TO DO: Turn everything from the line containing "The component shall return one point per instance of the umpire" down to the end of the data below into a Markdown table with the columns Row and Line. Give each line its own numbered row and leave out blank lines.

DATA IN THIS EXERCISE:
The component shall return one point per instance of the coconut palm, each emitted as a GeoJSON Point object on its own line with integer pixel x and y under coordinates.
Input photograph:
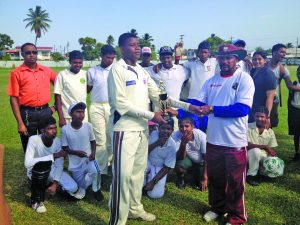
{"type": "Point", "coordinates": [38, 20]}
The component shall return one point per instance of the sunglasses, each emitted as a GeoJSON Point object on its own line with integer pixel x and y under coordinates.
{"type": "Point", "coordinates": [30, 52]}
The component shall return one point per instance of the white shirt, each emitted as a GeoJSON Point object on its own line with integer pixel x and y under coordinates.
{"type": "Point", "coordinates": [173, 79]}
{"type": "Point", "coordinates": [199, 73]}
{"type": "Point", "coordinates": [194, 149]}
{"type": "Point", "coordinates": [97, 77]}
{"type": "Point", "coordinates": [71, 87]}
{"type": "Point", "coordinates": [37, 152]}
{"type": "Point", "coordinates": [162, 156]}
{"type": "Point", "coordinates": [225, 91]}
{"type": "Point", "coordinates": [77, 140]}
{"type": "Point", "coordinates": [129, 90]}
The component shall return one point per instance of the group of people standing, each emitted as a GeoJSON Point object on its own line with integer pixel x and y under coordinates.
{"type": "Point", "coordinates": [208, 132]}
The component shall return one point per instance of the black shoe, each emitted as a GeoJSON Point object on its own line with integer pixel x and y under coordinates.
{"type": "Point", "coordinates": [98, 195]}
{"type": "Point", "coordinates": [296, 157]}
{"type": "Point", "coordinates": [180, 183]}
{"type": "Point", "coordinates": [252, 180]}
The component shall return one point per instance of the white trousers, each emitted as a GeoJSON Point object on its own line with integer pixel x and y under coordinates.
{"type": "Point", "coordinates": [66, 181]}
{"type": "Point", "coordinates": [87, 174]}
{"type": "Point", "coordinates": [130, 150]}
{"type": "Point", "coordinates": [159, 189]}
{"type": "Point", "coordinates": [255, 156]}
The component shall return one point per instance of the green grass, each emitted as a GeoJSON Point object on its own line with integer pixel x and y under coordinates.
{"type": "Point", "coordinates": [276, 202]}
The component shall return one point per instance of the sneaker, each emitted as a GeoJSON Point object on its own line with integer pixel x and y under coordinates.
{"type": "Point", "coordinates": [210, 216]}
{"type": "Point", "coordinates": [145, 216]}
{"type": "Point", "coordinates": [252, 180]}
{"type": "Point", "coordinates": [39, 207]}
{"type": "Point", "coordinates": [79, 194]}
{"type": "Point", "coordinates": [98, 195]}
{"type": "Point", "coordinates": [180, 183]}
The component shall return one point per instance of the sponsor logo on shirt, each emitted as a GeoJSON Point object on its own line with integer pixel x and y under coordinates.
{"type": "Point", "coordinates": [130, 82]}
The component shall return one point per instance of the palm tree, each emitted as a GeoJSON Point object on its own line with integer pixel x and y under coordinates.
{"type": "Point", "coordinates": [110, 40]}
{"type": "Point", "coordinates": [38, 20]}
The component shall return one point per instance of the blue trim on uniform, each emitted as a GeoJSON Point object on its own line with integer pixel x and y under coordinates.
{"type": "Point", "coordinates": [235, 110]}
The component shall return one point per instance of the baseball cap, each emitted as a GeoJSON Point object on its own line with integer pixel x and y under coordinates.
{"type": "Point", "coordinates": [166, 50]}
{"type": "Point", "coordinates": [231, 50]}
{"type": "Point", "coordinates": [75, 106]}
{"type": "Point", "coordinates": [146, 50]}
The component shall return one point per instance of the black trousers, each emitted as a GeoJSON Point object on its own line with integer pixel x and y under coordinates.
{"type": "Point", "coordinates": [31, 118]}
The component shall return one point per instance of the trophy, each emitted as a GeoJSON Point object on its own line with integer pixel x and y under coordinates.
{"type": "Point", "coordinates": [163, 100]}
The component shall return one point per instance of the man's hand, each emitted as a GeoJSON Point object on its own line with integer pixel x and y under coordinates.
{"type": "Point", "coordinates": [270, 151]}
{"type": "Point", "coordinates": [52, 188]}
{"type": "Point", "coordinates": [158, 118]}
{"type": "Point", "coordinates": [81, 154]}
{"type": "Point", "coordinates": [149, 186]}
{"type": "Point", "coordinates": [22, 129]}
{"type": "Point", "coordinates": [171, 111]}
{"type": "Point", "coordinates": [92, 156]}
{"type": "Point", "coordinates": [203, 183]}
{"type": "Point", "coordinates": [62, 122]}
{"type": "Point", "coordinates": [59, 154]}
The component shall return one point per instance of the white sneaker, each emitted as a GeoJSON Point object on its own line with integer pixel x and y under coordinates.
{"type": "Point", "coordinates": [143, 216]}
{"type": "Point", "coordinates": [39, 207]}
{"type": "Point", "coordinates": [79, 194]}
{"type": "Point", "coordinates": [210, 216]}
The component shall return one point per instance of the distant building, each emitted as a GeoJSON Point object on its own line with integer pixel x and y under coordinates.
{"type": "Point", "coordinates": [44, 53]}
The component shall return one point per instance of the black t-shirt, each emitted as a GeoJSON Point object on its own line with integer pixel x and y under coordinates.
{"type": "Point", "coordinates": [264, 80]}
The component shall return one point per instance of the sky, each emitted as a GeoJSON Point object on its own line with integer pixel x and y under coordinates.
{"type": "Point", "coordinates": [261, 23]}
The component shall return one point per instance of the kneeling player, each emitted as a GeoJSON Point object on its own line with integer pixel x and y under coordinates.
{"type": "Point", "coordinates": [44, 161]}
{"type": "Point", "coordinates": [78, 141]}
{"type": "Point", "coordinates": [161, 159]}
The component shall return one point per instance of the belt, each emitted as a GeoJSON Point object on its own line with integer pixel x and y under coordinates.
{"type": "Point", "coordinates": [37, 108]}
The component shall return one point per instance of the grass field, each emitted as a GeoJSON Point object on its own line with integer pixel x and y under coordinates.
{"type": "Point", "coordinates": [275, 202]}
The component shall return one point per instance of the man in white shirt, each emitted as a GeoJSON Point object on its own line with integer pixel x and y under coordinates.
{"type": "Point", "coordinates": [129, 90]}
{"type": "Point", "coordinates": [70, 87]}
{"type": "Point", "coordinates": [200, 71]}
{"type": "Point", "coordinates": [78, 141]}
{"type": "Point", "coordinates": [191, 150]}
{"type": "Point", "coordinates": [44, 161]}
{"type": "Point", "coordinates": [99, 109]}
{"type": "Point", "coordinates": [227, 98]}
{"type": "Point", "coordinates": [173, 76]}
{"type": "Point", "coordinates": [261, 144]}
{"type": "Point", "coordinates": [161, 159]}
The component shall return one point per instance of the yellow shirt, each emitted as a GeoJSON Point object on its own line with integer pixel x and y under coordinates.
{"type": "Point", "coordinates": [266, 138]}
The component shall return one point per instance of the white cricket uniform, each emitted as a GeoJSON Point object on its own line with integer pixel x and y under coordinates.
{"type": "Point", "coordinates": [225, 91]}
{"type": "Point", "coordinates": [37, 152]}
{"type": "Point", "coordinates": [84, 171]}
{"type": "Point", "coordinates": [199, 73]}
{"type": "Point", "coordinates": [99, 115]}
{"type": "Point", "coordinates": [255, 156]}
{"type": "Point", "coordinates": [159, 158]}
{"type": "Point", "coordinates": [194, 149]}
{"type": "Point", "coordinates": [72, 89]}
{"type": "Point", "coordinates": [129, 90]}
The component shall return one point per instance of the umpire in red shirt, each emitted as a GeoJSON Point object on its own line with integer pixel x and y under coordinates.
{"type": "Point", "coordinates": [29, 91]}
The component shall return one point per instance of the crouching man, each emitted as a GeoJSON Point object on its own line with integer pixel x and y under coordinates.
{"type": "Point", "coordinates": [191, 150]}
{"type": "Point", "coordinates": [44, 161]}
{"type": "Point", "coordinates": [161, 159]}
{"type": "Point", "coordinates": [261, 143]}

REPLY:
| Row | Line |
|---|---|
| 1 | The component shall return one point per instance of the umpire in red shirt, each emitted as a GeoJSON Point object on its own line with integer pixel x and y under coordinates. |
| 2 | {"type": "Point", "coordinates": [29, 91]} |
| 3 | The component shall return one point per instance of the crouching man, each emitted as a GeoJSON Point object on its own line with integer pixel x and y under coordinates. |
| 4 | {"type": "Point", "coordinates": [191, 150]} |
| 5 | {"type": "Point", "coordinates": [44, 161]} |
| 6 | {"type": "Point", "coordinates": [161, 159]} |
| 7 | {"type": "Point", "coordinates": [261, 143]} |